◆ **TASK INSTRUCTIONS**:
- a) Retype the passage from the compression notes, starting with "Digital video is" and going on through "image compression example.".
- b) Decide whether each statement below agrees with the compression notes, and answer yes or no for each one, quoting the words from the notes that settle it: (i) Data rate is usually measured in bits per second. (ii) Lossless compression gives up some exactness of the original data. (iii) The notes demonstrate compression with an audio example.
- c) In one to three sentences, explain how the compression notes say lossless compression saves space while keeping the data exact.

◆ **TEXT EXTRACT**:
[Begin]

Information and Compression
Fall 2018

ECE 110

Course Notes

Learn It!



Digital video is now the dominant type of internet traffic, whether sampled and quantized from an analog source (like a video chat) or generated directly in digital form (like a streamed video game). But raw video requires high data rates for streaming and large file sizes for storage. Data compression is the process of reducing the data rate (usually measured in bits per second) or file size (usually measured in bytes). Lossless compression techniques preserve the data exactly and achieve compression savings by representing predictable patterns in the data using small numbers of bits. Lossy compression sacrifices the exactness of the original data to achieve additional savings. We demonstrate these techniques using an image compression example.

[End]

Data records:

[Begin]

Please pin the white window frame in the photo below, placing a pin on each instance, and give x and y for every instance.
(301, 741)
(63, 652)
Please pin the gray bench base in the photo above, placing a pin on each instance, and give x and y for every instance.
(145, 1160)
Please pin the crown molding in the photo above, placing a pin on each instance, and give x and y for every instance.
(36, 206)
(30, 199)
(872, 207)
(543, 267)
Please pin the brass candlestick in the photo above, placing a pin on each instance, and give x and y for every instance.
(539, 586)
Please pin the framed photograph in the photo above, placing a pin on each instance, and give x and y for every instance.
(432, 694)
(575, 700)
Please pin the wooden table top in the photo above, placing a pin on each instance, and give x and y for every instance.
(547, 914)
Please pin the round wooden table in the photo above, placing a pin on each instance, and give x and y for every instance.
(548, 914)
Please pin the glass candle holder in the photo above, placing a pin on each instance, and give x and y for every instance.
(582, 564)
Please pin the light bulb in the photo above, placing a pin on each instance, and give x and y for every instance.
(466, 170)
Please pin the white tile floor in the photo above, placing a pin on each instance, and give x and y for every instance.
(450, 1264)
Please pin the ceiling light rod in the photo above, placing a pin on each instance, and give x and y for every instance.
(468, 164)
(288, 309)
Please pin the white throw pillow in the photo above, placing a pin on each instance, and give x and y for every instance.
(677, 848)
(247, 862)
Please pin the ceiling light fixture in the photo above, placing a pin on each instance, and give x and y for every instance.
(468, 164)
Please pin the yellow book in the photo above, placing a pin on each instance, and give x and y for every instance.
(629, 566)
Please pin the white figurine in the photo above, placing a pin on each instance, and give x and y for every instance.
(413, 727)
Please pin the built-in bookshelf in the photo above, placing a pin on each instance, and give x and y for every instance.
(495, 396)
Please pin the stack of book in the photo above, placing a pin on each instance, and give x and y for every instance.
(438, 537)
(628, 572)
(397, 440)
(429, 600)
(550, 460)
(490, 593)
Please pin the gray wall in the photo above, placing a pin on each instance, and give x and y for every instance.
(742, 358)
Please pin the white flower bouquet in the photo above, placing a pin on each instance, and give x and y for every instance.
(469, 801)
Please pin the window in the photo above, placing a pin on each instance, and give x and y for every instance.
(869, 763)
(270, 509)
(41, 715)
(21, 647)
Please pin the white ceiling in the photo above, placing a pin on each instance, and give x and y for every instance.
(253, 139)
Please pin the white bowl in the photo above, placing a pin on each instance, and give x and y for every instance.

[End]

◆ **ANSWERS FOR THE TASKS**:
- a)
Digital video is now the dominant type of internet traffic, whether sampled and quantized from an analog source (like a video chat) or generated directly in digital form (like a streamed video game). But raw video requires high data rates for streaming and large file sizes for storage. Data compression is the process of reducing the data rate (usually measured in bits per second) or file size (usually measured in bytes). Lossless compression techniques preserve the data exactly and achieve compression savings by representing predictable patterns in the data using small numbers of bits. Lossy compression sacrifices the exactness of the original data to achieve additional savings. We demonstrate these techniques using an image compression example.

- b)
(i) Yes: "data rate (usually measured in bits per second)"
(ii) No: "Lossless compression techniques preserve the data exactly"
(iii) No: "We demonstrate these techniques using an image compression example."

- c) Lossless compression keeps the data exact. It gets its savings by representing predictable patterns in the data with small numbers of bits.